# [Demande écrite a]
Produisez, mot pour mot, l'extrait de la page sur l'exécution d'un jugement et la renonciation à recours qui va de « La Cour de cassation sécurise » à « et aux dépens. ».

==== Page ====

Mots-clés : acquiescement à jugement • renonciation à recours • exécution provisoire

La Cour de cassation sécurise le droit au recours contre un jugement en posant que l’exécution volontaire de celui-ci ne vaut pas renonciation à recours alors même que certains chefs de condamnation exécutés n’étaient pas exécutoires. Mais le sommaire de l’arrêt que la Cour de cassation propose sur son site web et certains passages de l’arrêt lui-même contredisent la jurisprudence antérieure et les textes et fragilise, au moins en apparence, le caractère exécutoire des condamnations à article 700 du Code de procédure civile et aux dépens.


 

Dans cet arrêt publié au bulletin de la Cour de cassation revient sur le problème classique de la renonciation à recours par l’effet de l’exécution du jugement. Le cas d’espèce présentait cependant une particularité : certaines condamnations exécutées étaient exécutoires, d’autres non. La Cour de cassation censure l’arrêt d’appel qui avait jugé que l’exécution du jugement dans son entier valait renonciation à appel. Elle confirme ainsi, sur un nouveau fondement, une jurisprudence en réalité déjà établie (I). Mais, de façon incidente, l’arrêt et le sommaire que la Cour de cassation en propose sur son site web font naître un doute à la fois sur l’interprétation des textes applicables et le caractère exécutoire des condamnations à article 700 du Code de procédure civile N° Lexbase : L5913MBM et aux dépens (II).

==== Liste de données ====

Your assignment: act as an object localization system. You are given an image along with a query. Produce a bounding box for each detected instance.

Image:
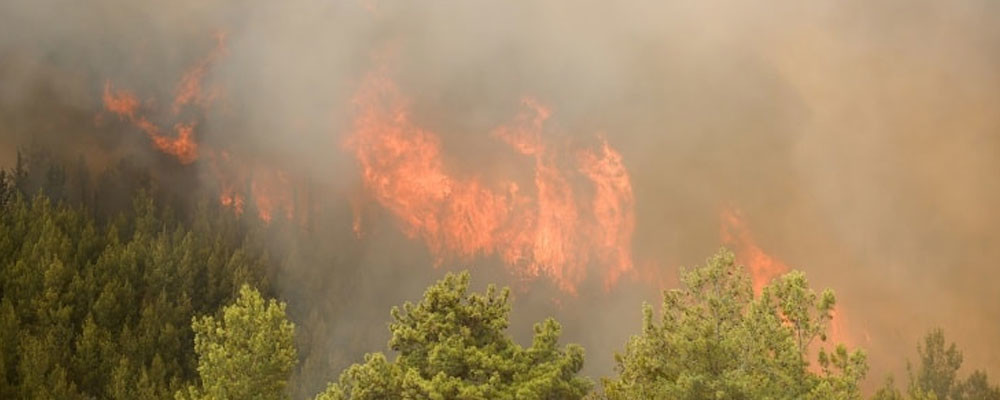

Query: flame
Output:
[103,34,225,164]
[721,208,870,346]
[172,32,226,115]
[250,169,295,222]
[580,139,635,284]
[102,33,294,222]
[721,208,789,294]
[346,70,634,292]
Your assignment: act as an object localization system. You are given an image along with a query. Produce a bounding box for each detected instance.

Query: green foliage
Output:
[0,176,268,399]
[604,250,867,400]
[874,329,1000,400]
[317,273,592,400]
[177,285,296,400]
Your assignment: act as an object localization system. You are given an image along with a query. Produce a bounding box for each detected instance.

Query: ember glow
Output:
[103,34,225,164]
[720,208,789,294]
[346,71,634,293]
[720,208,854,345]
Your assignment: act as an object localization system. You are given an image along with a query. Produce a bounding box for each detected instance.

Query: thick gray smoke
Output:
[0,0,1000,393]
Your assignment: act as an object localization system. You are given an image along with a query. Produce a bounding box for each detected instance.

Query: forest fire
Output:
[720,208,789,294]
[97,33,225,164]
[102,33,294,222]
[720,208,854,344]
[347,71,634,293]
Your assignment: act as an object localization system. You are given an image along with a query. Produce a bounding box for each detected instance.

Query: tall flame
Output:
[97,34,225,164]
[721,208,789,294]
[346,70,634,292]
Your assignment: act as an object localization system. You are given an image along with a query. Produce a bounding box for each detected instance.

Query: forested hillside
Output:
[0,152,1000,400]
[0,152,278,399]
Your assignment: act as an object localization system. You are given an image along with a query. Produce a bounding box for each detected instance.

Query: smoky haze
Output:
[0,0,1000,394]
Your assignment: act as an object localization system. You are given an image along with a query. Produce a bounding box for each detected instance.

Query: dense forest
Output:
[0,152,1000,400]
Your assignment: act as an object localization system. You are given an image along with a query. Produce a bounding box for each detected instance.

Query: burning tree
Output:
[604,250,868,399]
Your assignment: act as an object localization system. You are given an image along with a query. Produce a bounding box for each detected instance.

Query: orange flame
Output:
[250,169,295,222]
[721,209,788,294]
[172,32,226,115]
[721,208,854,345]
[103,34,225,164]
[346,71,634,292]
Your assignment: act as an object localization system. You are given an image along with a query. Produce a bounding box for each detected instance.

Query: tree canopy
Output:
[317,272,592,400]
[604,250,867,400]
[177,285,296,400]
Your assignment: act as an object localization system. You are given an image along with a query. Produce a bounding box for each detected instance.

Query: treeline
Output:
[0,157,273,399]
[0,152,1000,400]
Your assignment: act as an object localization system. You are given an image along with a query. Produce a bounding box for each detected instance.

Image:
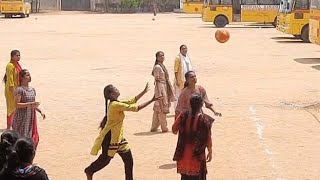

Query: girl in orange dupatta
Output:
[3,50,22,129]
[12,69,45,149]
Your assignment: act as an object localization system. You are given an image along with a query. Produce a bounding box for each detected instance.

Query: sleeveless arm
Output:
[110,101,138,112]
[6,64,15,87]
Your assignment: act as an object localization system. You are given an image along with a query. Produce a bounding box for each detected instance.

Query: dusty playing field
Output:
[0,13,320,180]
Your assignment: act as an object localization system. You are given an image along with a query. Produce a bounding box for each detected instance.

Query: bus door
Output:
[232,0,241,22]
[241,0,263,22]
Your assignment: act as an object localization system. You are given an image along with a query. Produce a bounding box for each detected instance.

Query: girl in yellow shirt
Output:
[3,50,22,129]
[85,84,161,180]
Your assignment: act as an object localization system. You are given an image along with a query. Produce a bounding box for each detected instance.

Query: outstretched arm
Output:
[136,83,149,101]
[204,100,221,116]
[36,108,46,119]
[138,96,163,111]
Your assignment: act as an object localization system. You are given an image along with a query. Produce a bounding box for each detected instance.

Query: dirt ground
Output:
[0,12,320,180]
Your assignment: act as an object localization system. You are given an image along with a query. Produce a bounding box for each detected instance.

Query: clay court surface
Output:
[0,12,320,180]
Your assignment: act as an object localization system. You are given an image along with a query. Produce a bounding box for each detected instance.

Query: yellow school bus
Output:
[182,0,203,14]
[282,0,310,42]
[0,0,31,18]
[276,0,288,32]
[202,0,280,28]
[309,0,320,45]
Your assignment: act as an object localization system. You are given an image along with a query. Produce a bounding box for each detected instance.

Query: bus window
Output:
[259,0,280,5]
[295,0,310,10]
[241,0,258,5]
[310,0,319,9]
[210,0,232,5]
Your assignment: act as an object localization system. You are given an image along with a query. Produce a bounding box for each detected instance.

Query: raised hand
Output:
[143,82,150,93]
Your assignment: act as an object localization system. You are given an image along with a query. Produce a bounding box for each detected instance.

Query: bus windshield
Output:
[287,0,310,13]
[310,0,320,9]
[279,0,288,13]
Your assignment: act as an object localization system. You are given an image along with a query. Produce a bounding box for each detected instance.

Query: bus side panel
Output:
[1,1,24,14]
[309,9,320,45]
[183,2,203,14]
[202,5,232,22]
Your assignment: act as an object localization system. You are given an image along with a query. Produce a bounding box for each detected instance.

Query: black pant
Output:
[84,132,133,180]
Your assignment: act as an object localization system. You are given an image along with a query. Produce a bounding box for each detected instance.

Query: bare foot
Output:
[162,128,169,133]
[86,173,92,180]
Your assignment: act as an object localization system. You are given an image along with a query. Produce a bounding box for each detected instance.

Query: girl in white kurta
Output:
[151,51,175,132]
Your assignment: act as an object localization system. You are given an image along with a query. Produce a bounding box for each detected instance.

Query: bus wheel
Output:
[301,25,310,43]
[272,17,277,27]
[213,16,228,28]
[293,35,301,39]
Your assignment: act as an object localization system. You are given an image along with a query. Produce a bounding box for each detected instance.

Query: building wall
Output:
[40,0,60,11]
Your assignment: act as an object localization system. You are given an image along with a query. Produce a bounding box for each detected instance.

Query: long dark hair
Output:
[2,50,20,83]
[99,84,114,129]
[183,71,194,89]
[190,93,203,119]
[0,130,19,172]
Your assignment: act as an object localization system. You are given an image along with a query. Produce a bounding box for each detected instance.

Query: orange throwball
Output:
[215,30,230,43]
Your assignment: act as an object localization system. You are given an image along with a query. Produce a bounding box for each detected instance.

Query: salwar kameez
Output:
[151,64,175,132]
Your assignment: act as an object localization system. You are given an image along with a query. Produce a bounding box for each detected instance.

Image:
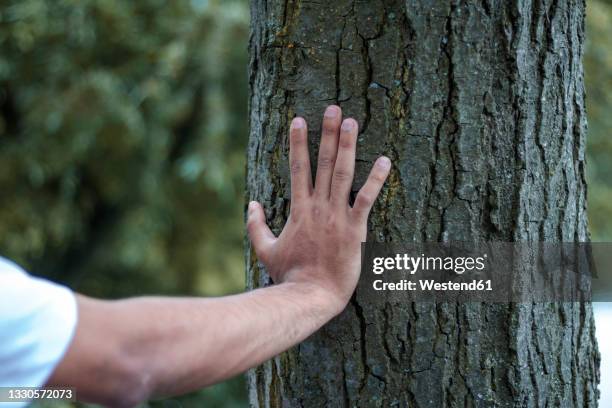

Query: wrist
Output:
[281,281,350,323]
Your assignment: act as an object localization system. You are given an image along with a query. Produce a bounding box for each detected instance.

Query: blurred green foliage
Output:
[0,0,612,407]
[0,0,248,407]
[584,0,612,242]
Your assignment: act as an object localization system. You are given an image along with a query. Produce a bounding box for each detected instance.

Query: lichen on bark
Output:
[247,0,599,407]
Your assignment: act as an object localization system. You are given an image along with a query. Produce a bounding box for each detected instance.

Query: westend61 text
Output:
[372,279,493,291]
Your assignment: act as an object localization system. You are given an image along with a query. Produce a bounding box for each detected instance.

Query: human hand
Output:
[247,105,391,314]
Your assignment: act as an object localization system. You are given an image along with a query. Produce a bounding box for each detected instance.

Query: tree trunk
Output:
[247,0,599,408]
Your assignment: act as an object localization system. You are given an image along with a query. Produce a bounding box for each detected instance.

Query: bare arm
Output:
[49,106,390,406]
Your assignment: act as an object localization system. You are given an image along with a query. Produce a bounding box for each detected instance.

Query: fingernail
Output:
[342,119,355,132]
[324,105,340,118]
[291,117,306,129]
[376,156,391,170]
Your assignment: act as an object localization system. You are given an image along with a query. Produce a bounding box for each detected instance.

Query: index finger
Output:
[289,117,312,201]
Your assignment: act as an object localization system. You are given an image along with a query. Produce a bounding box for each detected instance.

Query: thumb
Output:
[247,201,276,258]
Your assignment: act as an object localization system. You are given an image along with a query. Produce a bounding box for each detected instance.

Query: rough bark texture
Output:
[247,0,599,407]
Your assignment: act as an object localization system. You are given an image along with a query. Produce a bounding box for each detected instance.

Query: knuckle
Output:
[318,157,334,170]
[289,160,304,174]
[355,192,376,206]
[334,169,353,181]
[339,133,355,149]
[322,120,338,136]
[372,172,387,184]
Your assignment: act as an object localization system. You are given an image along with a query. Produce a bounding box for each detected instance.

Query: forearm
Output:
[50,283,342,406]
[132,283,338,396]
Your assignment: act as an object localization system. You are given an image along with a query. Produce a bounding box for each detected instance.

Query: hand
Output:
[247,106,391,314]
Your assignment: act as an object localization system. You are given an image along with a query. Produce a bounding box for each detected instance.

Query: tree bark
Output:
[246,0,599,407]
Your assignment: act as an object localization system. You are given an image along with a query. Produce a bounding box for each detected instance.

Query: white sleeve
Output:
[0,257,77,390]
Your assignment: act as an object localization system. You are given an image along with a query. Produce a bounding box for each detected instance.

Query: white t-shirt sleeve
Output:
[0,257,77,390]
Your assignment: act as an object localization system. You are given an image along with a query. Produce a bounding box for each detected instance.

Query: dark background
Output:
[0,0,612,407]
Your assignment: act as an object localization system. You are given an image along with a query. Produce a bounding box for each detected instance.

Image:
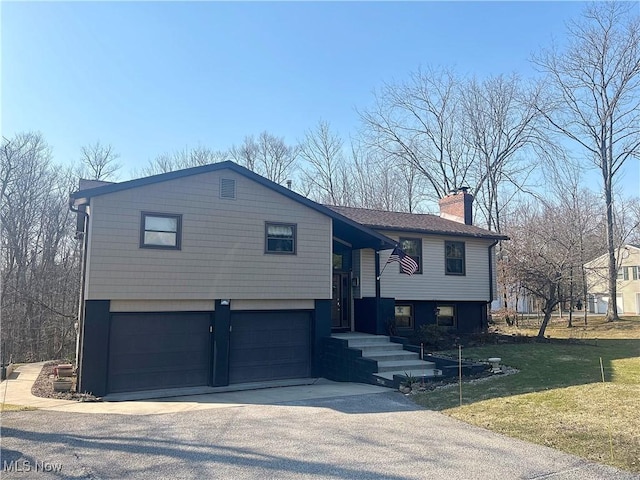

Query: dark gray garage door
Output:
[107,313,211,393]
[229,312,311,383]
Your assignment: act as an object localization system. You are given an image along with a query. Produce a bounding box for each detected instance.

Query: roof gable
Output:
[69,161,395,249]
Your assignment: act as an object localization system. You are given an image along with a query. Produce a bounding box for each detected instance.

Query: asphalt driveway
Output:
[0,392,638,480]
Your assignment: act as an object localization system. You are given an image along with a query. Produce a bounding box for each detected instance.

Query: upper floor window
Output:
[264,223,296,254]
[398,237,422,273]
[618,266,640,280]
[444,242,466,275]
[140,212,182,250]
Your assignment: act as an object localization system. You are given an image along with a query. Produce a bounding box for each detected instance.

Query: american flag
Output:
[387,247,418,275]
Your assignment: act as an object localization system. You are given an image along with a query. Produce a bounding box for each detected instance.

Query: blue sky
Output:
[0,2,640,190]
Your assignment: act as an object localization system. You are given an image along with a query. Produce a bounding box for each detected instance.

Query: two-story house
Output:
[70,162,505,395]
[585,244,640,315]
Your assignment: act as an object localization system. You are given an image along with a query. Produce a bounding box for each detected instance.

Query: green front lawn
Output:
[412,319,640,472]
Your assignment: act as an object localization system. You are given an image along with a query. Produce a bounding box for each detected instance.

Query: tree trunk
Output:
[603,167,620,322]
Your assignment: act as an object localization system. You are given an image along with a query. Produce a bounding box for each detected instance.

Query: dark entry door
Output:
[331,273,351,329]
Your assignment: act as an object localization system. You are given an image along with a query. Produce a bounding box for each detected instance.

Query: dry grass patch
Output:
[0,403,37,412]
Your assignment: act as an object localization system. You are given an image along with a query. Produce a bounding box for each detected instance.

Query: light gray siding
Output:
[109,300,215,312]
[380,233,491,301]
[86,170,332,300]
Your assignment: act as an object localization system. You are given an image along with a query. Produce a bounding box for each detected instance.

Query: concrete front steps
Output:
[332,332,439,387]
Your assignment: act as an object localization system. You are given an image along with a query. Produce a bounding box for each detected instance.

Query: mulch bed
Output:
[31,360,99,402]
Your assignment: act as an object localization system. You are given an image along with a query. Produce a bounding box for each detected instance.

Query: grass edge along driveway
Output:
[412,319,640,473]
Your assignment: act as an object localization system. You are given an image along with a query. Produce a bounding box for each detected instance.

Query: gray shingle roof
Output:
[326,205,509,240]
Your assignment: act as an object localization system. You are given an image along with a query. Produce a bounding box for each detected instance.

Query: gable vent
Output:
[220,178,236,199]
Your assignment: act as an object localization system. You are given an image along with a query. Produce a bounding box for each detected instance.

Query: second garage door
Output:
[229,312,311,383]
[107,313,211,393]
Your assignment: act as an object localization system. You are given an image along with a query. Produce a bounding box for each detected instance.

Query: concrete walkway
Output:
[0,362,389,415]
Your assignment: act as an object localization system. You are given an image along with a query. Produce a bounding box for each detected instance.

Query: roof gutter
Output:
[69,197,89,381]
[487,240,500,304]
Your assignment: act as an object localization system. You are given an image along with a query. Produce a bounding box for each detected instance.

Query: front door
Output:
[331,273,351,330]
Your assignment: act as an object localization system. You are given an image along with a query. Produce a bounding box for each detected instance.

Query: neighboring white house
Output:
[585,244,640,315]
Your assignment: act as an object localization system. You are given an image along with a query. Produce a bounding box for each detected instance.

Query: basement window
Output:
[436,305,456,327]
[396,305,413,328]
[140,212,182,250]
[444,242,466,275]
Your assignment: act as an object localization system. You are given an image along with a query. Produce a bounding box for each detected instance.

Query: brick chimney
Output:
[438,187,473,225]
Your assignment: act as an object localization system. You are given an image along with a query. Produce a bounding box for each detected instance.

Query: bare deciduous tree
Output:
[0,133,79,361]
[534,2,640,321]
[299,121,353,206]
[79,142,122,181]
[230,132,298,184]
[360,69,471,201]
[462,75,556,232]
[141,146,230,176]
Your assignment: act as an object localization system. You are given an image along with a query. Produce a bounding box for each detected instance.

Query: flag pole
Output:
[376,245,398,281]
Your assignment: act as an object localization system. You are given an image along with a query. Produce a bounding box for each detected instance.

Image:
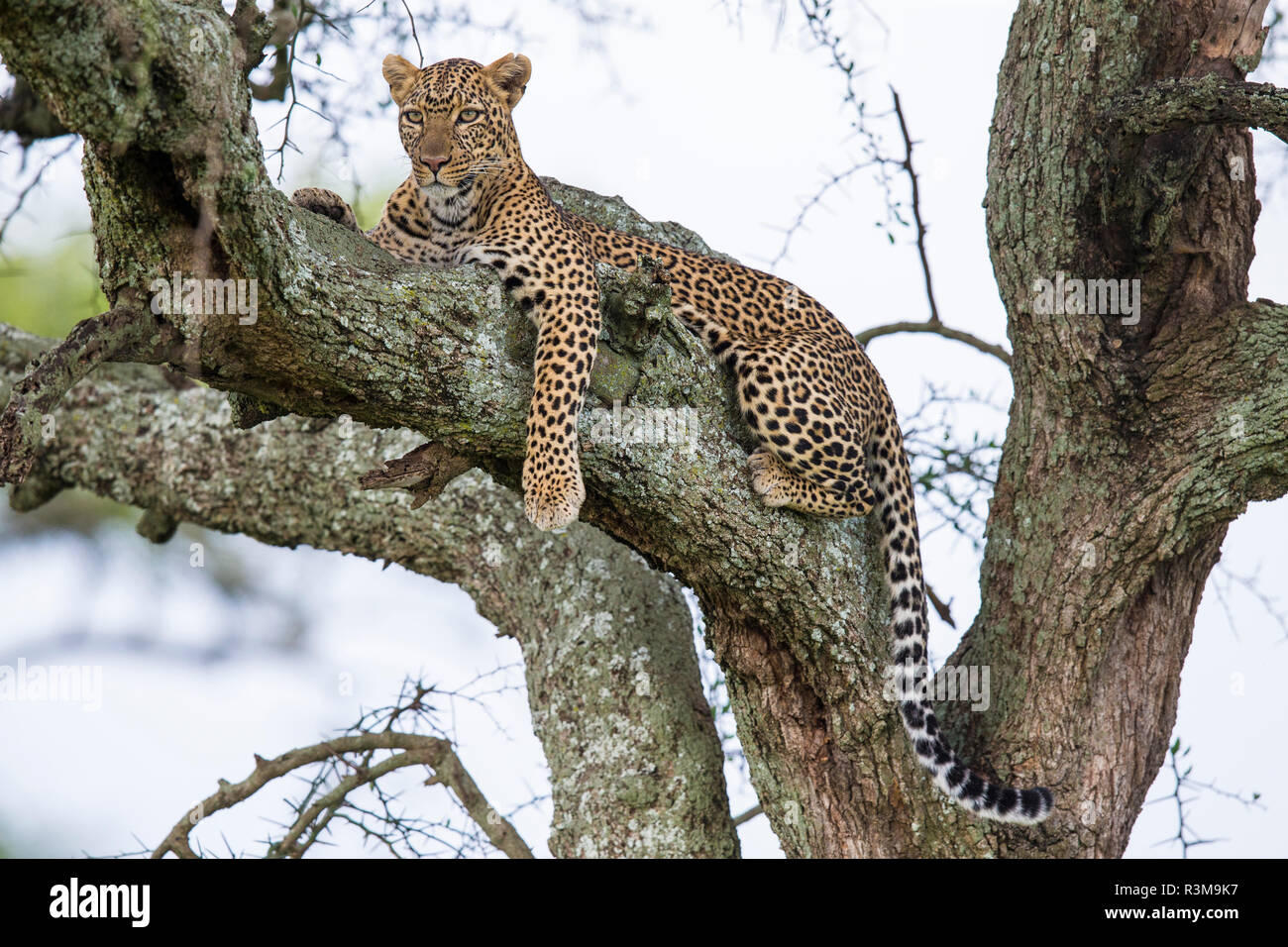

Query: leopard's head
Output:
[383,53,532,196]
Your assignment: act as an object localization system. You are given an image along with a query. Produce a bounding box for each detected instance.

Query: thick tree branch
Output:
[1105,73,1288,143]
[0,323,738,857]
[0,307,171,483]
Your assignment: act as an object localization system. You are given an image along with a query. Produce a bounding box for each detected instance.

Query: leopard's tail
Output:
[868,423,1055,824]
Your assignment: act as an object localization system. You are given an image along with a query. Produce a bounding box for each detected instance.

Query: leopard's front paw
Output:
[291,187,362,233]
[523,460,587,530]
[747,447,791,506]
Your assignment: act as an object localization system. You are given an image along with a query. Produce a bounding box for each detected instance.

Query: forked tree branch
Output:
[1105,73,1288,143]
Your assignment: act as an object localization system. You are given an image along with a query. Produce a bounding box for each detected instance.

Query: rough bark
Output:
[0,0,1288,856]
[973,0,1288,856]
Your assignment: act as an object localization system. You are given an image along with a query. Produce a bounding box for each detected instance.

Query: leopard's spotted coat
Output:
[293,55,1052,823]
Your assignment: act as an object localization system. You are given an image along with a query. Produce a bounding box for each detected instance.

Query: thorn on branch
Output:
[0,307,163,483]
[358,443,476,510]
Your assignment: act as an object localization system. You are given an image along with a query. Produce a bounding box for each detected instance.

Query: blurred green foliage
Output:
[0,233,107,339]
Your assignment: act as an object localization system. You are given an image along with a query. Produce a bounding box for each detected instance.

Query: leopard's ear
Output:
[483,53,532,111]
[380,55,420,106]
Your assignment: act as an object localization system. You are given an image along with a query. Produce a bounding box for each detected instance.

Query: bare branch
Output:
[854,316,1012,366]
[152,732,533,858]
[0,307,178,483]
[1105,74,1288,143]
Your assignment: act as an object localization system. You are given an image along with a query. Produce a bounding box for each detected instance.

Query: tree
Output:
[0,0,1288,856]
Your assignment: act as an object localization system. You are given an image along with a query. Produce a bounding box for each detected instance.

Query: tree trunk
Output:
[0,0,1288,856]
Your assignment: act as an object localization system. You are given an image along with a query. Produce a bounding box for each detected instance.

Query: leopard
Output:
[292,53,1055,824]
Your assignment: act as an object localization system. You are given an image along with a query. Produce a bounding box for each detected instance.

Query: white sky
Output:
[0,0,1288,857]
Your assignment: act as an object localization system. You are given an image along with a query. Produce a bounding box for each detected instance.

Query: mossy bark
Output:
[0,0,1288,856]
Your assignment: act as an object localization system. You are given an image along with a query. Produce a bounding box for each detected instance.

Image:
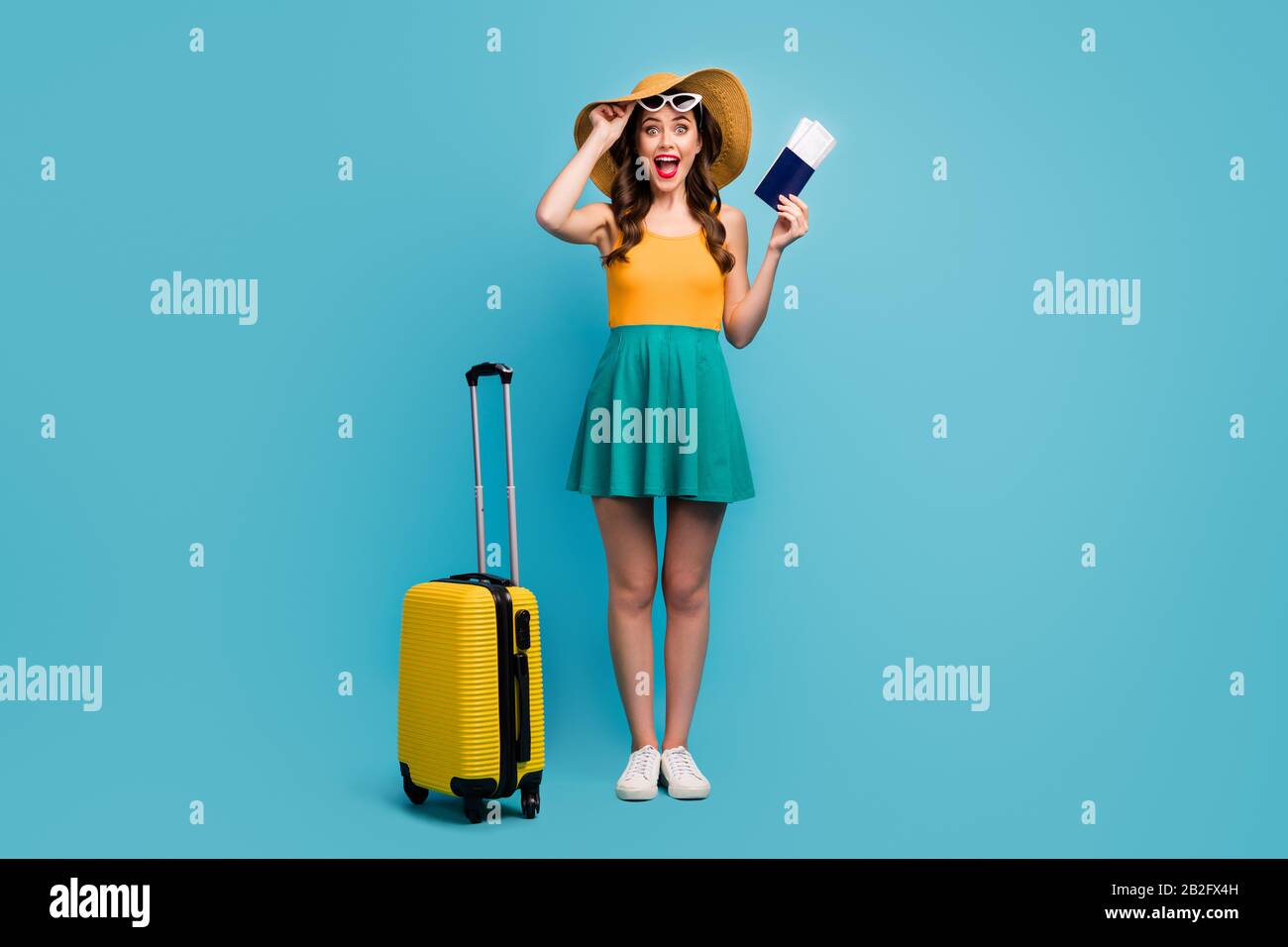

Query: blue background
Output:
[0,1,1288,857]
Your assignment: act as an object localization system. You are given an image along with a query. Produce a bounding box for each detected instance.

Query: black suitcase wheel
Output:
[523,789,541,818]
[403,776,429,805]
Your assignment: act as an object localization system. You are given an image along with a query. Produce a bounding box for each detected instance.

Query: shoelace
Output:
[626,746,652,777]
[667,746,698,779]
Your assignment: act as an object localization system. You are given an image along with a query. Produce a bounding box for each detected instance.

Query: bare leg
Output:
[591,496,661,753]
[658,496,725,750]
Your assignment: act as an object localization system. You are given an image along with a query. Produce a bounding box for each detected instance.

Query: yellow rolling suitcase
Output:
[398,362,545,822]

====

# [Demande écrite b]
Montrez en entier chaque ligne de la liste où figure le mot « garage ».

# [Réponse rédigée a]
La Cour de cassation sécurise le droit au recours contre un jugement en posant que l’exécution volontaire de celui-ci ne vaut pas renonciation à recours alors même que certains chefs de condamnation exécutés n’étaient pas exécutoires. Mais le sommaire de l’arrêt que la Cour de cassation propose sur son site web et certains passages de l’arrêt lui-même contredisent la jurisprudence antérieure et les textes et fragilise, au moins en apparence, le caractère exécutoire des condamnations à article 700 du Code de procédure civile et aux dépens.

# [Réponse rédigée b]
Query: dark gray garage door
Query: second garage door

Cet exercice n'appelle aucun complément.